__Instruksi Kerja__.
Terjemahkan ke dalam bahasa Inggris kalimat berikut dari teks tentang tradisi NU di bawah: "Komunikasi yang terbatas tidak menghalangi langkah mereka untuk menjaga kesinambungan gerakan."
*** Kutipan Sumber ***
“Memasang Antena di Pohon”: Militansi, Adab, dan Struktur dalam Tradisi NU
“Memasang Antena di Pohon”: Militansi, Adab, dan Struktur dalam Tradisi NU
Di era
pra-internet, ketika mengakses jaringan komunikasi bukan perkara mudah,
kader-kader Nahdlatul Ulama (NU) telah menunjukkan militansi dan semangat
pengabdian yang luar biasa. Di banyak wilayah, mereka menggunakan antena
seadanya yang dipasang di atas pohon demi menangkap sinyal komunikasi.
Aktivitas ini bukan sekadar solusi teknis atas keterbatasan infrastruktur; ia
adalah simbol ketekunan, kreativitas, dan semangat tak kenal lelah dalam
membangun jaringan perjuangan dan dakwah.
Kisah
“memasang antena di pohon” merekam sebuah fase penting dalam dinamika
kaderisasi NU. Saat itu, para aktivis muda bergerak dari desa ke desa,
menyusuri jalan terjal, menjumpai tokoh-tokoh lokal, dan membina generasi baru.
Komunikasi yang terbatas tidak menghalangi langkah mereka untuk menjaga
kesinambungan gerakan. Yang menarik, semangat ini tidak pernah lepas dari nilai
utama yang menjadi fondasi NU: adab.
*** Data Mentah ***
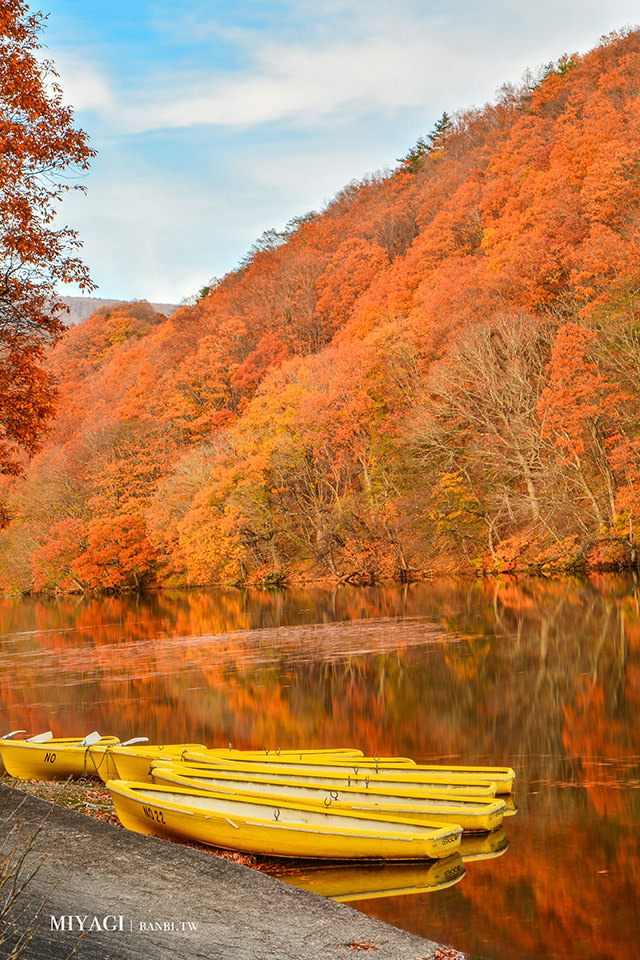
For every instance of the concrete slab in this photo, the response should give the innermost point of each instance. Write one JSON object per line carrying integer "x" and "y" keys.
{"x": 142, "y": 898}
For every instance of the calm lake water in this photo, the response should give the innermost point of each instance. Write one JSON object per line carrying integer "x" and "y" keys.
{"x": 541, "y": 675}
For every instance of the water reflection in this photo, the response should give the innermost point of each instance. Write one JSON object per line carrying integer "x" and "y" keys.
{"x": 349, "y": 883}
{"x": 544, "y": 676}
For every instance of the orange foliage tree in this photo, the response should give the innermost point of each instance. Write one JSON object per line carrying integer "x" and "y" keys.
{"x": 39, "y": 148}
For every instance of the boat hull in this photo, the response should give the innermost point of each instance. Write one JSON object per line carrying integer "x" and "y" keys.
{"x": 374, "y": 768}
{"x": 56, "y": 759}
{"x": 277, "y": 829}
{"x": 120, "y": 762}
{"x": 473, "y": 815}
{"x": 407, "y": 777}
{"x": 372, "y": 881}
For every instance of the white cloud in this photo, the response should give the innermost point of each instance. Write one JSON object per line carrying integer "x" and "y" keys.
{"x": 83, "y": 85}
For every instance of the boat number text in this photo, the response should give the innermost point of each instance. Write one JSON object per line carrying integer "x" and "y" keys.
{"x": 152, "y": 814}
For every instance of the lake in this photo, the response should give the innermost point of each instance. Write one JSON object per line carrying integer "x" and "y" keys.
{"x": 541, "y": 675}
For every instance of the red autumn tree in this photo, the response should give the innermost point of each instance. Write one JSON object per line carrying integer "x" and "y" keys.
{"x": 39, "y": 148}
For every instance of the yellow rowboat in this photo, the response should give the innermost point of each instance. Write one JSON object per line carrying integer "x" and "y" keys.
***
*** Data Mentah ***
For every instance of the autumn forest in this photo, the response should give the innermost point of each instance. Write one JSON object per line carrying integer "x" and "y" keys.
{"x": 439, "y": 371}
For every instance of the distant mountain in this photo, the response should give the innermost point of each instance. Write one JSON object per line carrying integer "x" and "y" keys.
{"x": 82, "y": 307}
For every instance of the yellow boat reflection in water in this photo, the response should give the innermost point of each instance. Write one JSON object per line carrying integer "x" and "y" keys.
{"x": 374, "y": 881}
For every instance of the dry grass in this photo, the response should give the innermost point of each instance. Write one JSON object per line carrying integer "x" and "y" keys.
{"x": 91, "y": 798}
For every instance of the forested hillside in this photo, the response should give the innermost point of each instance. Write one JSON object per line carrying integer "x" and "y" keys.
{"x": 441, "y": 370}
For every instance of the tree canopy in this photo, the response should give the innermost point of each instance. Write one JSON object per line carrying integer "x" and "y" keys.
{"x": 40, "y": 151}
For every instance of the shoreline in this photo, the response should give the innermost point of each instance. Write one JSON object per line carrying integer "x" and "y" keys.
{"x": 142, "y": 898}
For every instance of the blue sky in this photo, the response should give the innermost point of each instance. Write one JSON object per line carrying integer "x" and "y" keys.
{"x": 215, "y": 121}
***
__Penyelesaian__.
Limited communication did not hinder their efforts to maintain the continuity of the movement.